Render the material below as a JSON list of strings, one string per line, leaving out any blank lines.

Input rows:
══════════════════════════════
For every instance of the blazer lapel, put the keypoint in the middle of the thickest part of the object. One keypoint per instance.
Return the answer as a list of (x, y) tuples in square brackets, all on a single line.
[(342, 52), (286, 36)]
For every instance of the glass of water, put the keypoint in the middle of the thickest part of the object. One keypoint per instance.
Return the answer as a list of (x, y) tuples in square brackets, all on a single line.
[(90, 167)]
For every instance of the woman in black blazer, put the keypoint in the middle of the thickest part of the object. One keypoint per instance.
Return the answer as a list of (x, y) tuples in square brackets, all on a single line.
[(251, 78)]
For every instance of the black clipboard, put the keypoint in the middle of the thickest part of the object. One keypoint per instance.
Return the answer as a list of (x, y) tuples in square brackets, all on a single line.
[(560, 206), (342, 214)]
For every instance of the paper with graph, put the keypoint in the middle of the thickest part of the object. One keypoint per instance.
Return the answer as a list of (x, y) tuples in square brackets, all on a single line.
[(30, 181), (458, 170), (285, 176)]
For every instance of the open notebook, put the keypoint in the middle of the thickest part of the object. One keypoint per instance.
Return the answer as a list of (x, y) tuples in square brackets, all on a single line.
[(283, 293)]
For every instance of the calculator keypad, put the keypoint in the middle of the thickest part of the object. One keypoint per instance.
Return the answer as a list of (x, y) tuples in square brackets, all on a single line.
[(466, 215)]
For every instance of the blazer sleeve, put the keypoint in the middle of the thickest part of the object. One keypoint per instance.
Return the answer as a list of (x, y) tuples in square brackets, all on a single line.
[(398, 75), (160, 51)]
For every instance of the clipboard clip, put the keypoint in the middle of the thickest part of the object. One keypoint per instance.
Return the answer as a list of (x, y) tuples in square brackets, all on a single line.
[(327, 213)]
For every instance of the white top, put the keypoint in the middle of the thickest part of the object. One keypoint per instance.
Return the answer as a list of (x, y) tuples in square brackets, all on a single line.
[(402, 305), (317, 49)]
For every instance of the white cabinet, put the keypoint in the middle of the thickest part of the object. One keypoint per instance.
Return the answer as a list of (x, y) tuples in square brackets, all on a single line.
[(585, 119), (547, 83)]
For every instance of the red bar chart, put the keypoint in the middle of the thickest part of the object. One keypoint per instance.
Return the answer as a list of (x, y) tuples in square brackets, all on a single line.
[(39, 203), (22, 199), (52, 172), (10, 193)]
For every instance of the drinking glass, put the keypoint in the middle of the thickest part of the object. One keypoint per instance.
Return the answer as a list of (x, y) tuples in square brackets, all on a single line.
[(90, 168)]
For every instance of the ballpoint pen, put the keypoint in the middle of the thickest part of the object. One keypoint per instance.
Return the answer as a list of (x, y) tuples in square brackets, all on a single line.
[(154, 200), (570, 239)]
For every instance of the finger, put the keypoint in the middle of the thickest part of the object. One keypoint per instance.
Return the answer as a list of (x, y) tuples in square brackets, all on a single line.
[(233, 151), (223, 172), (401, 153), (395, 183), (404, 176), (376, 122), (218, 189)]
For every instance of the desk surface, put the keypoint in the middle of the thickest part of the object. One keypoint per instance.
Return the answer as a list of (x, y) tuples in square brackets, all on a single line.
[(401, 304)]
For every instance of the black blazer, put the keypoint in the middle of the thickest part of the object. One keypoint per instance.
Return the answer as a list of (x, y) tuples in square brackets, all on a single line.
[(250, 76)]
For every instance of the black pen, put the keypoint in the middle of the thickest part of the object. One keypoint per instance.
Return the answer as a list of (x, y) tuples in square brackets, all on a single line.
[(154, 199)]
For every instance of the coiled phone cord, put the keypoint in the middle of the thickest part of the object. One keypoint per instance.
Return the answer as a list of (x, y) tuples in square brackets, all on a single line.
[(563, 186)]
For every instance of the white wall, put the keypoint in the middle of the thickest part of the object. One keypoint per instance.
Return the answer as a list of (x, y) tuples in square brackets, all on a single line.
══════════════════════════════
Task answer:
[
  "For every instance of the blazer lapel, put the keypoint in the middle of the thickest part of the object. One keypoint per instance.",
  "Return the answer as a list of (x, y) tuples in square brackets, all on a single line.",
  "[(342, 52), (286, 36)]",
  "For every instance of the glass of water, put the keypoint in the middle of the thickest part of the object. One keypoint per instance.",
  "Return the answer as a list of (x, y) tuples in square brackets, all on a single line.",
  "[(90, 167)]",
  "For every instance of the woman in black blazer, put the keypoint in the middle of the thickest part of the object. One keypoint per instance.",
  "Return the answer as a list of (x, y) tuples in square brackets, all on a single line.",
  "[(251, 78)]",
  "For every instance of the black clipboard, put the keypoint in the middle of the thickest part of the object. One keypoint per instance.",
  "Return the answer as a list of (x, y) tuples in square brackets, all on a single line.",
  "[(560, 206), (342, 214)]",
  "For every instance of the paper with graph, put the keypoint in the middle of the thickest part of the object. One keypoint per instance.",
  "Return the answer as a list of (x, y) tuples in square brackets, all on a single line.",
  "[(30, 181), (458, 170), (285, 176)]",
  "For every instance of the open notebook, put the keypoint in the middle of the thickest part of the object. One keypoint per instance.",
  "Return the answer as a list of (x, y) tuples in square brackets, all on a single line.",
  "[(283, 293)]",
  "For every instance of the calculator keypad, put the keypoint in the middle of the thickest part of the object. One keypoint per instance.",
  "Return the answer as a list of (x, y) tuples in square brackets, all on a single line.",
  "[(466, 215)]",
  "For every instance of the blazer sleeve, put the keypoint in the middle of the thickest part of the object. One keypoint per instance.",
  "Return the answer as a list of (x, y) tuples in square brackets, all on a single line.",
  "[(398, 75), (160, 51)]",
  "For every instance of the clipboard clip, put the keypoint in the middle of the thickest part of the object. One keypoint per instance.",
  "Return the answer as a list of (x, y) tuples in square brackets, all on a single line.",
  "[(327, 213)]",
  "For every instance of the white top, put the keypoint in the middle of the thickest part of the object. One keypoint per instance.",
  "Return the answer as a list of (x, y) tuples in square brackets, all on a single line.",
  "[(402, 305), (317, 49)]",
  "For every instance of the white cabinet, put the keypoint in the middle of the thickest part of the object. One keypoint per instance.",
  "Return the answer as a list of (x, y) tuples in square brackets, all on a single line.",
  "[(585, 119), (547, 83)]",
  "For every instance of the red bar chart, put the keypoint in the middle of the thickest part of the object. One keypoint per instance.",
  "Return the answer as a list of (x, y) tuples in square brackets, all on a single line.",
  "[(39, 203), (22, 199), (52, 172), (10, 193)]",
  "For every instance of the drinking glass, put the keypoint in the middle of the thickest part of the object. One keypoint per instance.",
  "Return the answer as a list of (x, y) tuples in square brackets, all on a single line.",
  "[(90, 168)]",
  "For every instance of the ballpoint pen, put the keypoint in the middle of the thickest part of the object. One keypoint per instance.",
  "Return the answer as a list of (x, y) tuples in square brackets, all on a single line.",
  "[(154, 200), (570, 239)]",
  "For every instance of the finger, put the keypoint in the middle of the thickest part of the object. One keypoint per instance.",
  "Return the answer as a list of (x, y) tuples in square brackets, all on a single line.",
  "[(233, 151), (223, 172), (401, 153), (395, 183), (404, 176), (376, 122), (218, 189)]",
  "For every instance of the desk surface, put the keypoint in the middle of the thickest part of the object. One keypoint per instance.",
  "Return the answer as a list of (x, y) tuples in square brackets, all on a single line.",
  "[(401, 304)]",
  "For every instance of the black blazer, put the keypoint in the middle of the thickest part of the object. One keypoint per instance.",
  "Return the answer as a list of (x, y) tuples in square brackets, all on a single line.",
  "[(250, 76)]",
  "For every instance of the black pen, put the keypoint in the middle of the thickest part of the object. One keypoint per instance.",
  "Return the answer as a list of (x, y) tuples in square brackets, all on a single line.",
  "[(154, 199)]",
  "For every instance of the coiled phone cord, put the keypoint in the middle of the thickest part of the object. One keypoint per instance.",
  "Return the answer as a list of (x, y) tuples in square brackets, all on a single line.",
  "[(563, 186)]",
  "For every instance of the white wall, put the keypoint in the middle of the thickest part of the object. One keypoint per instance.",
  "Return the answer as a list of (x, y) tuples in square brackets, all on a single line."
]